Scale the records below by writing every line out again, requests included, with each coordinate in the answer points multiplied by 1.9 and rounded to a whole number, halves rounded up. Keep the points in the sample formats unchanged, and leave the pictures out.

________________________

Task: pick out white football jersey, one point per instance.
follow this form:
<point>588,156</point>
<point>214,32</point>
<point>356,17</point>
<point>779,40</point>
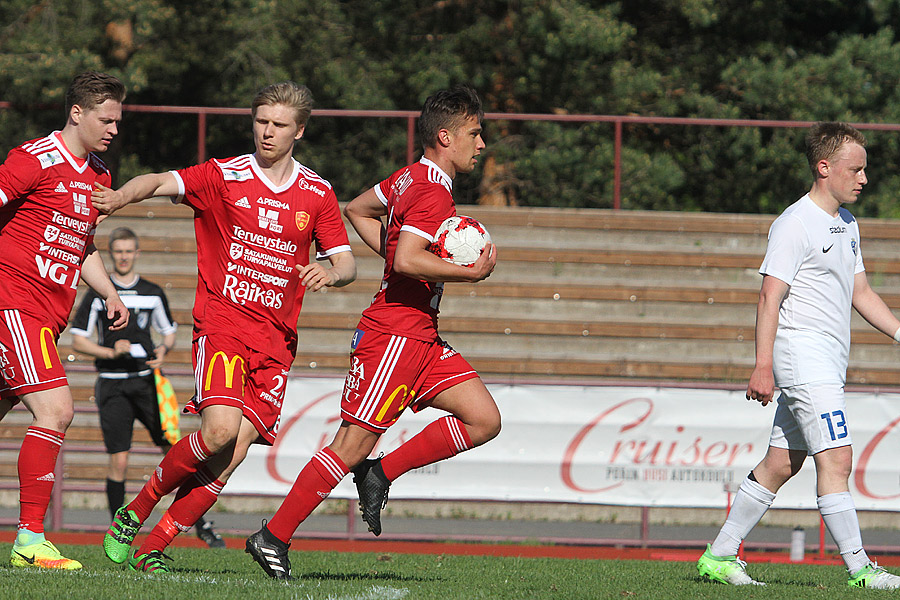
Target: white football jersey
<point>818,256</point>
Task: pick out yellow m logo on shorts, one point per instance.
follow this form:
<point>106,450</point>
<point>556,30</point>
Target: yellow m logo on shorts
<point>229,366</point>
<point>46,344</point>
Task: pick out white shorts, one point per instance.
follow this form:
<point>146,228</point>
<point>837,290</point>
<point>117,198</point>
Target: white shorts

________________________

Result of the exercise.
Task: pick out white football jersey, one point per instance.
follow this form:
<point>588,156</point>
<point>214,32</point>
<point>356,17</point>
<point>779,40</point>
Target: white football jersey
<point>1554,486</point>
Task: pick out yellow m logo on shorts, one point per instance.
follow this form:
<point>106,450</point>
<point>556,30</point>
Target: yellow m logo on shorts
<point>435,695</point>
<point>87,654</point>
Task: pick out white shorts, one point per instance.
follow this form:
<point>146,228</point>
<point>837,290</point>
<point>117,198</point>
Target: white shorts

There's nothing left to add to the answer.